Exercise details —
Retype only the stretch of lines that starts with the line containing "of the blurred" and ends with the last line of the records, both included, exactly.

*** Opening of The data ***

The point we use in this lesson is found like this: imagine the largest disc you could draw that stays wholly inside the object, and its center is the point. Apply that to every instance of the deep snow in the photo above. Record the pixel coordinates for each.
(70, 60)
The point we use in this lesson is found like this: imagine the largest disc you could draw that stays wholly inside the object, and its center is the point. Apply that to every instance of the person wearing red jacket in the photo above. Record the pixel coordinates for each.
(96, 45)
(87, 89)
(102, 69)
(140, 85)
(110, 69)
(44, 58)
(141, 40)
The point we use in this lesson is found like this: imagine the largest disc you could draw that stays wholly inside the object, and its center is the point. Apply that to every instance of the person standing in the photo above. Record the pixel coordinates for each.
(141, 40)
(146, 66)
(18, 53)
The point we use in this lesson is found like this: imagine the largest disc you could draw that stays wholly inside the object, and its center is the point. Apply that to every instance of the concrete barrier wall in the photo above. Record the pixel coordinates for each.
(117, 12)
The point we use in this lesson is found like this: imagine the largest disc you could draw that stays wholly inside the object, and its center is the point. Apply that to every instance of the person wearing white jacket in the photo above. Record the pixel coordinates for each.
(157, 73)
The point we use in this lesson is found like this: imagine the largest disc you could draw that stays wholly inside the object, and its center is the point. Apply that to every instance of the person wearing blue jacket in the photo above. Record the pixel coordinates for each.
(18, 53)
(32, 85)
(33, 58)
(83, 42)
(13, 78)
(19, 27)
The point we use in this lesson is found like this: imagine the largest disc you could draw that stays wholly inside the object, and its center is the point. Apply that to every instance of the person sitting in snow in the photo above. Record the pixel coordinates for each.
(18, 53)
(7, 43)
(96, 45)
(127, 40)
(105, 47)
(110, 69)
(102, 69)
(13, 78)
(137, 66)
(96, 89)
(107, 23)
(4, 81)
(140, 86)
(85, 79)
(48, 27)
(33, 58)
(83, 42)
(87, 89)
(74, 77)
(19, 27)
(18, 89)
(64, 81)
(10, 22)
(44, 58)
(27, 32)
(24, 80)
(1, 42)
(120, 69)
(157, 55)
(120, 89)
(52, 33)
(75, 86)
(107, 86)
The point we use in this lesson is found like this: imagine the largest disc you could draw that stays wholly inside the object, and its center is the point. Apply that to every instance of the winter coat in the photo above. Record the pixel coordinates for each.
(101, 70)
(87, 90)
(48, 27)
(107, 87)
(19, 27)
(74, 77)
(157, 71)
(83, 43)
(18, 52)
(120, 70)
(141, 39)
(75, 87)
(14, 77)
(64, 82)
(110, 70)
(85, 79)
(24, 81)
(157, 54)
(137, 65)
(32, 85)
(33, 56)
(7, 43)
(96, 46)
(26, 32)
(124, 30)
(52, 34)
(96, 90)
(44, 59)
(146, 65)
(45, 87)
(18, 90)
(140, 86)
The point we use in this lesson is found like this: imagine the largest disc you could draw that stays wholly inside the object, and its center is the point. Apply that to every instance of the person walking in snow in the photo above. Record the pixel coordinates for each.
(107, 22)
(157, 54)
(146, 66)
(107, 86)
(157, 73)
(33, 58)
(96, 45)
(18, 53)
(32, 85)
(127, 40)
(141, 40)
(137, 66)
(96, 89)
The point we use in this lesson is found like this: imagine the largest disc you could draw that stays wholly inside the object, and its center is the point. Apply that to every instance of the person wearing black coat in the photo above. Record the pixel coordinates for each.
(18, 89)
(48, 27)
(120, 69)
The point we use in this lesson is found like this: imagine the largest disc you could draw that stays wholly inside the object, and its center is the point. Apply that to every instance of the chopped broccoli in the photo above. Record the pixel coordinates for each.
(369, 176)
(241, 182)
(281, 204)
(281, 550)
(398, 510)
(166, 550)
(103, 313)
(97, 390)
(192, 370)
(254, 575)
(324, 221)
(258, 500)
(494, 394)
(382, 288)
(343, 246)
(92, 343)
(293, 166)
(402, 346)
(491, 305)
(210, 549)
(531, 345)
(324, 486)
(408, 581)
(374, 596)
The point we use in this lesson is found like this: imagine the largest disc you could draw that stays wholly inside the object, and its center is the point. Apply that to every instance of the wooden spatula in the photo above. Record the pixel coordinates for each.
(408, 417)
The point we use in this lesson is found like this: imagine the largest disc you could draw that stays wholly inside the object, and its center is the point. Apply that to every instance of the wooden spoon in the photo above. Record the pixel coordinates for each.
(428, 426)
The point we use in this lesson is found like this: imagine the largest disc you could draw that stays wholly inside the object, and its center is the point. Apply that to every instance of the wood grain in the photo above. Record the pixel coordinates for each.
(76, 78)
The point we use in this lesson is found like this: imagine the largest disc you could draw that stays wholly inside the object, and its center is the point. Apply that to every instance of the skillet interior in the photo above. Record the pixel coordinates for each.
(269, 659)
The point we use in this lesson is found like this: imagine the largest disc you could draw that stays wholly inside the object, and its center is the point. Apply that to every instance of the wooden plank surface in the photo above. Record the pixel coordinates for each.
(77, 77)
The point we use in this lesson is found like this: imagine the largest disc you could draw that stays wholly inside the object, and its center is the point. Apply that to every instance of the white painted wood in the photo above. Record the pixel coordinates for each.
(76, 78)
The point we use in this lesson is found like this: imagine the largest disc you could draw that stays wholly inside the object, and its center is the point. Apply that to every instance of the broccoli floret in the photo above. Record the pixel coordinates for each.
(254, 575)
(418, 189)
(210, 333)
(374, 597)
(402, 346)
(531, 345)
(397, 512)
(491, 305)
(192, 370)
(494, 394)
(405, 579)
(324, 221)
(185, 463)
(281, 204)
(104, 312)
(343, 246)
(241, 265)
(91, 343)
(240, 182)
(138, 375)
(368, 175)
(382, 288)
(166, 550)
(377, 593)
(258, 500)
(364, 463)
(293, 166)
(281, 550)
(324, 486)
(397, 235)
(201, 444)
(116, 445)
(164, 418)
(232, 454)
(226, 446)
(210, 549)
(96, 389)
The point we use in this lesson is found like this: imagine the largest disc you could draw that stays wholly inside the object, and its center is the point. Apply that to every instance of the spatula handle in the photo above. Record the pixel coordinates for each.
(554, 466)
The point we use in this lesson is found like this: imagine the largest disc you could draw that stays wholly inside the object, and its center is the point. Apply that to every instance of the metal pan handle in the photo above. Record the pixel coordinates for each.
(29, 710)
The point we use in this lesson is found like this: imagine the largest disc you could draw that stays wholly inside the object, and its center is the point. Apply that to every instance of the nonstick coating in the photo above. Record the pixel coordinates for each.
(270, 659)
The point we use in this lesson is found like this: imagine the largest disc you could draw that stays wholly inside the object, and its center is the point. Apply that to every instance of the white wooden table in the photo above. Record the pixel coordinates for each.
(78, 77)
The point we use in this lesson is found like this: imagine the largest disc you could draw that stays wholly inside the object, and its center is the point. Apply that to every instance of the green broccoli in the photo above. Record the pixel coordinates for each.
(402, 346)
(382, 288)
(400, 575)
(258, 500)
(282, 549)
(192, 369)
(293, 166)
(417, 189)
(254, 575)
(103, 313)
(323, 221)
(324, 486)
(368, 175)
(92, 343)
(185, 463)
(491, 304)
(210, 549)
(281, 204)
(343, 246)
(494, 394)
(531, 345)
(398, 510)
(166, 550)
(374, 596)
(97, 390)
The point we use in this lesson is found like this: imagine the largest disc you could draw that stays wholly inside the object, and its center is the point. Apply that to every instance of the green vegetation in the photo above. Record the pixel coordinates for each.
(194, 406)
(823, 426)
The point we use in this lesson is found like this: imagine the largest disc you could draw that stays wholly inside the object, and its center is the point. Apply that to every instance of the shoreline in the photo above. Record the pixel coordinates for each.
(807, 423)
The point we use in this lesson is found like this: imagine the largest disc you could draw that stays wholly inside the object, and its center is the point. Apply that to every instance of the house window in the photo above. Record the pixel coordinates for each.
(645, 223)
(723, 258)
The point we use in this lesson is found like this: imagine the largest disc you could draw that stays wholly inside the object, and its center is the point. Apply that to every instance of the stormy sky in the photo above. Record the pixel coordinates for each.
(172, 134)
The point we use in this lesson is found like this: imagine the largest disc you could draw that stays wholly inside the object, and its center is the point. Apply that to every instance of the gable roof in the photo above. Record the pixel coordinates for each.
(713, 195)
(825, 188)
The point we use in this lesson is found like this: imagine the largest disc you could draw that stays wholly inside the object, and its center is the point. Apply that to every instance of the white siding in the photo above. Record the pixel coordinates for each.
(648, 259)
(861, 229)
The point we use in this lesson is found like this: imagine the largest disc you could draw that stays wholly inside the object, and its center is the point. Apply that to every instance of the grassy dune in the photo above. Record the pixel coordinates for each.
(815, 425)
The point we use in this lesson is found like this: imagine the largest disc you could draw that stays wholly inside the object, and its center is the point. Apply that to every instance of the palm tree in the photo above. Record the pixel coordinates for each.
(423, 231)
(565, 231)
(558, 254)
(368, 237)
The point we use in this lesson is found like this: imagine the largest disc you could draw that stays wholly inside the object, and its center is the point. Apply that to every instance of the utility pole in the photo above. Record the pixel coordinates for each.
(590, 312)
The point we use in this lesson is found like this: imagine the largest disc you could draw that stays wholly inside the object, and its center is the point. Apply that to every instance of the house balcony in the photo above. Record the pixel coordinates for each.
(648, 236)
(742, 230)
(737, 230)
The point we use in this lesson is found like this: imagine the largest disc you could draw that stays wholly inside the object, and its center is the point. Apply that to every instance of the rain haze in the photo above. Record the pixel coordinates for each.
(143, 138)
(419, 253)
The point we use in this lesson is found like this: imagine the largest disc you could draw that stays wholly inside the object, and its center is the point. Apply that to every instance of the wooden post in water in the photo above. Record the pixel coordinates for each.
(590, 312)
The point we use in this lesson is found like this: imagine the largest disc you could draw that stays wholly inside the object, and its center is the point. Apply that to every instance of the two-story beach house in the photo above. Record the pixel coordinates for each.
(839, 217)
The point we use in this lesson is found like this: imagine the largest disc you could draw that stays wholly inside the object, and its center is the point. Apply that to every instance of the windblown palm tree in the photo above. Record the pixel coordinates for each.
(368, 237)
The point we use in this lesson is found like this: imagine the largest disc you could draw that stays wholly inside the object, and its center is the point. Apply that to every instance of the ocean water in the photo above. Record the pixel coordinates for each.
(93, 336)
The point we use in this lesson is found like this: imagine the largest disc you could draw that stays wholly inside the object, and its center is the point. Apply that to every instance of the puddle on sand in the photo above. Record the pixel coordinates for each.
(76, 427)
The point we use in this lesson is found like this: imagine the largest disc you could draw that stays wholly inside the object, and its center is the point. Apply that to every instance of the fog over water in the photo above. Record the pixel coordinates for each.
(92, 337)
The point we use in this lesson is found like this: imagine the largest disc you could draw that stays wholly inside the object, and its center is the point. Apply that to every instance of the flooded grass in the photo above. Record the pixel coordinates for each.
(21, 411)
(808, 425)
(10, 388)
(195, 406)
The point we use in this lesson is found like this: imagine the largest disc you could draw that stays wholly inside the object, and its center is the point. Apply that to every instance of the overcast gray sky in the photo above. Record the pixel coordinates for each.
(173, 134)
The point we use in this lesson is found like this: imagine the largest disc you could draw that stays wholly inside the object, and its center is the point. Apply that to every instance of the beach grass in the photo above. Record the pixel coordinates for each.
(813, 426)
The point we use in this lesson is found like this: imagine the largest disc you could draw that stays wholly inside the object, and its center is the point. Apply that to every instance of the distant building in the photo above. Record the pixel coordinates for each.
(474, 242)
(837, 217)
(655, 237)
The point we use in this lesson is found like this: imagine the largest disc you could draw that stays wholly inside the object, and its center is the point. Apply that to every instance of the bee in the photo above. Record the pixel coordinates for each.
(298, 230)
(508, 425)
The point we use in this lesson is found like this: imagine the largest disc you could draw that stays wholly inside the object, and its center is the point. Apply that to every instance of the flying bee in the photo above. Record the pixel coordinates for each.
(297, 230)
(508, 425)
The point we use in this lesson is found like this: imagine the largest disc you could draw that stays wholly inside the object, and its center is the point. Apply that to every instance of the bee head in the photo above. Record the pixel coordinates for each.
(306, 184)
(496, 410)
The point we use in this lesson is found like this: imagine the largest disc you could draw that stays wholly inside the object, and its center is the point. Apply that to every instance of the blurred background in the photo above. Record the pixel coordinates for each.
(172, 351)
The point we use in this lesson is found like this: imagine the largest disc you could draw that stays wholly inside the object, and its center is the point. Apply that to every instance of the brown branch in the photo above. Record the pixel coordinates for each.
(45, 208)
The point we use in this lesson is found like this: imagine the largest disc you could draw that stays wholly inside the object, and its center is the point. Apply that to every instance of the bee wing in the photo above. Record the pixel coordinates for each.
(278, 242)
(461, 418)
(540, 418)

*** Close of The data ***

Written solution —
The point we use in this lesson is found like this: imagine the largest disc you could draw that stays wholly inside the object, and its center is the point. Apply that to every instance of the blurred background in the photo above. Record the pixel coordinates for each.
(172, 351)
The point we use in this lesson is found like this: imagine the largest disc you could draw that stays wholly inside the object, and its center is the point. Apply that to every instance of the brown branch in the photo above. Record the pixel coordinates for each.
(45, 208)
The point we use in this lesson is found like this: imagine the largest disc you could draw that stays wholly inside the object, and its center is the point. Apply that to every instance of the bee wing in the photo above. Record the pixel coordinates for each.
(278, 242)
(461, 418)
(540, 418)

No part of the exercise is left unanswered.